Image point grounding data:

::::::

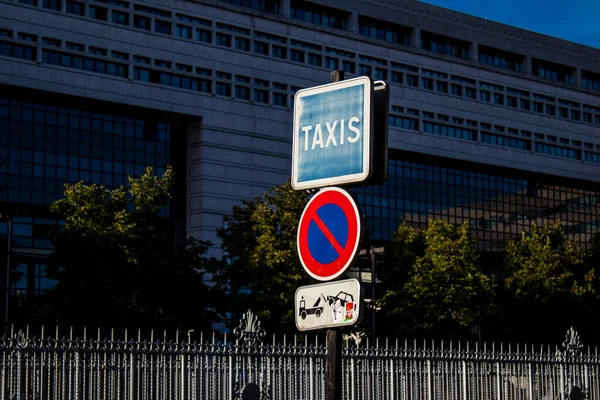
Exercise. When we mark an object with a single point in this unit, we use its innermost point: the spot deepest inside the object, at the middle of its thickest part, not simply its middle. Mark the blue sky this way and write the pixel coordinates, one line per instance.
(574, 20)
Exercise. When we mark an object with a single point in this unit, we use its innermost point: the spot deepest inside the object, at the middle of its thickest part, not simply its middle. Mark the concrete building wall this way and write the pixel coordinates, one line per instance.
(238, 149)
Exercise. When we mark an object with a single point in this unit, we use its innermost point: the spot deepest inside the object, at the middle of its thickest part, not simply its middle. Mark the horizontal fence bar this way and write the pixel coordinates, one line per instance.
(67, 367)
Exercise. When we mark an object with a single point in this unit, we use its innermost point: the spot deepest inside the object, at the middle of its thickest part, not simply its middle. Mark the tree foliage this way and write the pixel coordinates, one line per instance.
(543, 264)
(261, 269)
(115, 261)
(434, 281)
(551, 281)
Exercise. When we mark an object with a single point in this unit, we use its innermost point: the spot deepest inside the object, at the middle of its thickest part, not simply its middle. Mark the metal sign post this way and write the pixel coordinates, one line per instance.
(340, 138)
(333, 384)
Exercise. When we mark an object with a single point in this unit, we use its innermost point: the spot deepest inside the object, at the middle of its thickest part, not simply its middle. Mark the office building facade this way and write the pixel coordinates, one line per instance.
(489, 124)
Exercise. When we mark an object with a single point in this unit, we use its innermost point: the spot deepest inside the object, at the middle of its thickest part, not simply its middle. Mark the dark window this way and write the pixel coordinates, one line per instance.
(51, 42)
(97, 12)
(223, 89)
(193, 20)
(17, 51)
(183, 31)
(279, 99)
(270, 6)
(427, 83)
(396, 76)
(404, 122)
(314, 59)
(470, 92)
(320, 15)
(297, 55)
(27, 37)
(75, 7)
(51, 4)
(261, 48)
(141, 22)
(441, 86)
(242, 44)
(590, 80)
(444, 45)
(223, 40)
(552, 71)
(261, 96)
(383, 30)
(501, 59)
(162, 26)
(348, 66)
(151, 10)
(484, 95)
(505, 141)
(279, 52)
(412, 80)
(74, 46)
(242, 92)
(456, 89)
(203, 35)
(120, 17)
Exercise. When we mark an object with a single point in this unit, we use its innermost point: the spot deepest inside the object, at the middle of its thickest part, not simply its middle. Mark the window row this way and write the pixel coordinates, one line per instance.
(149, 18)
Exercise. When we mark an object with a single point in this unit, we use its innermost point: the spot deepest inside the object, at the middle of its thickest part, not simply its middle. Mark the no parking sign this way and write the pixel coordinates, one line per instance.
(329, 234)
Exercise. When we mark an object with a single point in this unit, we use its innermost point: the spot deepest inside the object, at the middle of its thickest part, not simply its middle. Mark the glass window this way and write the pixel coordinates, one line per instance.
(141, 22)
(97, 12)
(223, 40)
(75, 7)
(120, 17)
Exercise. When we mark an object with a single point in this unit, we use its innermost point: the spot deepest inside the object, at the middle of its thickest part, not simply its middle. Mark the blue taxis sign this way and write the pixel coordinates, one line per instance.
(332, 142)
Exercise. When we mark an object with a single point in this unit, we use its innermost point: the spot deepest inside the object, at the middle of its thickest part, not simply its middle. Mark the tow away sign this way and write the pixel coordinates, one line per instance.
(328, 305)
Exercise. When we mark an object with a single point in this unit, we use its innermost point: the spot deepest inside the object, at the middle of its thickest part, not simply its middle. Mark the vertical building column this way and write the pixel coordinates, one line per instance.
(474, 51)
(286, 8)
(527, 65)
(415, 37)
(354, 22)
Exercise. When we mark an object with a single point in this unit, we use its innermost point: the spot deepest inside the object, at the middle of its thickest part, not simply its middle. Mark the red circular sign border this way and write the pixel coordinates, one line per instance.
(349, 207)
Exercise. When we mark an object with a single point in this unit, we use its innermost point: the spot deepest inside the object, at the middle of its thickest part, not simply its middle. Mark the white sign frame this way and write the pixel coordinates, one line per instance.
(334, 304)
(367, 162)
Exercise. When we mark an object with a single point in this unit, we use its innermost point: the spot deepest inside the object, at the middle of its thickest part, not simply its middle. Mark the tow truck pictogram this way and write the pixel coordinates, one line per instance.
(316, 309)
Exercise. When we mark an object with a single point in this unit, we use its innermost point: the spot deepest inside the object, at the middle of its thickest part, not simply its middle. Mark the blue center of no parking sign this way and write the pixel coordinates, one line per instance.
(331, 221)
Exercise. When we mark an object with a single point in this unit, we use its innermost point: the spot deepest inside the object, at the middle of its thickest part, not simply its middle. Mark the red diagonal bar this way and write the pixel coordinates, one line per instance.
(328, 235)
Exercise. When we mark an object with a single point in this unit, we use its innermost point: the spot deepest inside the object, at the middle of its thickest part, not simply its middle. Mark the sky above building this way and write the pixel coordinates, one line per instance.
(576, 20)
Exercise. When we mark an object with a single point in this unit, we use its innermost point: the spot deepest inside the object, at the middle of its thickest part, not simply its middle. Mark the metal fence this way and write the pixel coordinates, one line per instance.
(66, 367)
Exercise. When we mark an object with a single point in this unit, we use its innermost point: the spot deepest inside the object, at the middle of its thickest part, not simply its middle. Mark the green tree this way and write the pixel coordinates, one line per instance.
(435, 283)
(115, 261)
(552, 281)
(261, 269)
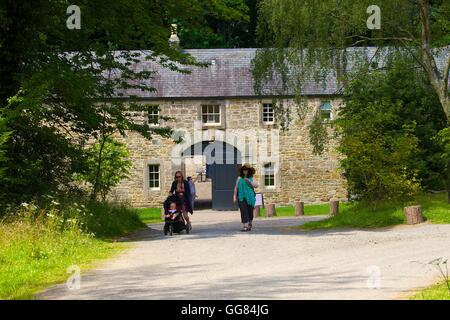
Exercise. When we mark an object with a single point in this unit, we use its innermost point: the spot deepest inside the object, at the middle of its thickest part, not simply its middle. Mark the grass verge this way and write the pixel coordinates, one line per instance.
(149, 215)
(37, 245)
(435, 292)
(363, 215)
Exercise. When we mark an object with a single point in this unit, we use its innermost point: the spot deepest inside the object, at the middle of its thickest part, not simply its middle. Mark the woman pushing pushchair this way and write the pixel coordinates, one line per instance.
(180, 187)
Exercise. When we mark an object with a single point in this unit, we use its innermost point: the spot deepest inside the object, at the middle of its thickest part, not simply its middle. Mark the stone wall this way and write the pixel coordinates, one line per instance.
(300, 174)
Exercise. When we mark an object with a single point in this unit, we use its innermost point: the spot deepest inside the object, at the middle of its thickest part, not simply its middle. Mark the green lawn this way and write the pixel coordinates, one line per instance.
(361, 215)
(37, 246)
(436, 292)
(149, 215)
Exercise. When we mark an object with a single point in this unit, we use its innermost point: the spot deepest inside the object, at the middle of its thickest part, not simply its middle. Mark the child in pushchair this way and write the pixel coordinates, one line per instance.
(174, 221)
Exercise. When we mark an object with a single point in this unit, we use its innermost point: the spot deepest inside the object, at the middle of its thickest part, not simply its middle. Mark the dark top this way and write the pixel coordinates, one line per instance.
(187, 194)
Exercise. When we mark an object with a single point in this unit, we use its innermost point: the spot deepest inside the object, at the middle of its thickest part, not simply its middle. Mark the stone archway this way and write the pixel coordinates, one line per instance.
(220, 162)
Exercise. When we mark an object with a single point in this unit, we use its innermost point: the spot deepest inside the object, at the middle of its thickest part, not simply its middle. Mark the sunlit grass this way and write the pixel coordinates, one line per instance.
(38, 245)
(364, 215)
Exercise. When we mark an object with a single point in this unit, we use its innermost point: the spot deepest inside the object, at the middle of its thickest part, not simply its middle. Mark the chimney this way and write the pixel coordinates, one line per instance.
(174, 41)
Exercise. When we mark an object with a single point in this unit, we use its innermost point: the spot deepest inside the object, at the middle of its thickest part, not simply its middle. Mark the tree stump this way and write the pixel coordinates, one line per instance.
(270, 210)
(299, 208)
(413, 214)
(334, 207)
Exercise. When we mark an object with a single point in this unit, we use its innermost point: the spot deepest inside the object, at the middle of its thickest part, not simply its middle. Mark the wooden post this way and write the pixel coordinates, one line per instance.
(299, 208)
(270, 210)
(256, 212)
(413, 214)
(334, 207)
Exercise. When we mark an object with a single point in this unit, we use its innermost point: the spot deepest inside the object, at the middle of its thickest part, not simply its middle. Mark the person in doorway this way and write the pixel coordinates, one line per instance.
(181, 188)
(193, 191)
(244, 195)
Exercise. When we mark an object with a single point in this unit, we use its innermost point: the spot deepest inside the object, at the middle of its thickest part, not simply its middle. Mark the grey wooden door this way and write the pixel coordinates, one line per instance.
(223, 182)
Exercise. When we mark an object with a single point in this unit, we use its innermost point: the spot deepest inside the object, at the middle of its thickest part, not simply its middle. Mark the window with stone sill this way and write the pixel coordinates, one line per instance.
(269, 175)
(153, 115)
(153, 177)
(268, 113)
(325, 111)
(211, 114)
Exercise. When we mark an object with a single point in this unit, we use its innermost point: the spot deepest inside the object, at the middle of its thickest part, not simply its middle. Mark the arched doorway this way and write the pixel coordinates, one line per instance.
(220, 163)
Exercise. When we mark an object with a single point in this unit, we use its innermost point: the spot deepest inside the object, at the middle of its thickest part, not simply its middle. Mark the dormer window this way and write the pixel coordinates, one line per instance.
(268, 113)
(153, 115)
(211, 114)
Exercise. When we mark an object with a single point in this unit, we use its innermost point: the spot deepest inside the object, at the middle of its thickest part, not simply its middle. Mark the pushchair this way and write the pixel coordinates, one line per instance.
(177, 224)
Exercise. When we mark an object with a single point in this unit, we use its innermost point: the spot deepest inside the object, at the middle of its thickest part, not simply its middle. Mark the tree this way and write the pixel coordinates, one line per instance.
(4, 136)
(108, 163)
(305, 39)
(60, 88)
(387, 129)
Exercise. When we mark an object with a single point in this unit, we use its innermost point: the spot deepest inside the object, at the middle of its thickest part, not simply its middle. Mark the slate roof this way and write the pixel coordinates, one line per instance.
(228, 76)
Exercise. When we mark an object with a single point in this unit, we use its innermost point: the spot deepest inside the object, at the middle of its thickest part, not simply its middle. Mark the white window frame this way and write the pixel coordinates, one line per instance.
(273, 174)
(149, 172)
(214, 114)
(264, 104)
(150, 111)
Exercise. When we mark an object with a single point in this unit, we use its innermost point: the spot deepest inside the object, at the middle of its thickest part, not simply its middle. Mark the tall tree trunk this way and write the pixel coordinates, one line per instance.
(99, 167)
(448, 180)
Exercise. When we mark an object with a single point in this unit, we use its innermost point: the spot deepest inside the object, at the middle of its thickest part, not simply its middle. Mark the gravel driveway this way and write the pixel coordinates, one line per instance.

::::::

### Task to carry out
The lines beginning with the one that holds "Mark the tall" and ending with the last line of the data above are to be reproduced exactly, and nothing else.

### Exercise result
Exercise. When we mark an object with a single point in this unit, we use its innermost point: the spot deepest inside the object, at the middle of its thickest part, not simply its middle. Mark the tall tree trunk this way and write the pixel coordinates, one line per instance.
(99, 167)
(448, 180)
Exercise. When we mark an object with a single point in this unit, we use its innermost point: the spot deepest inside the object, at the middle of its thickest part, not simply its middle. Mark the gravel driveway this way and write the pixel coordinates, one line per instance.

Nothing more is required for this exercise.